--- Given text ---
In short, with respect to infectious diseases, an argument exists that we’ve taken our eye off the ball. While city planning today is perhaps better than it has ever been in many respects, the principles that underlie it may have become lazy. We may have forgotten just how perilous it is for human beings to live at the kinds of densities that comprise our modern metropolises. A 2016 piece in the Washington Post highlighted research suggesting that humans are genetically evolved to live only at densities of around 23 persons per square mile. While the research called out the well-documented negative mental health impacts of us living at densities for which we are genetically not suited – and I have previously posted about such perils myself in the piece “The Paleo Cities of Tomorrow” – the physical health perils of cramming us together must be acknowledged as well. Just because we’ve removed the mortality risks from most infectious diseases and created healthy cities overall doesn’t mean the risk factors can be ignored moving forward. COVID-19 is a reminder of that.
--- Entries provided ---
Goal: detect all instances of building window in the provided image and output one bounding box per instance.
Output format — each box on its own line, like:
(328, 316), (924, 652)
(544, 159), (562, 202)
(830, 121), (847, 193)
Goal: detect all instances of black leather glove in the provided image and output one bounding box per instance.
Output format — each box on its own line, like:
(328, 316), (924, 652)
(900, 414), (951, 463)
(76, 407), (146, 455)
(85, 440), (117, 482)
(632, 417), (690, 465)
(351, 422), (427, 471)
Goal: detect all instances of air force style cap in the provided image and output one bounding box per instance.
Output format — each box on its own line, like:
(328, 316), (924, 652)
---
— Task directions —
According to the text on urban density and infectious disease, at roughly what population density are humans genetically evolved to live?

— Completed exercise —
Around 23 persons per square mile.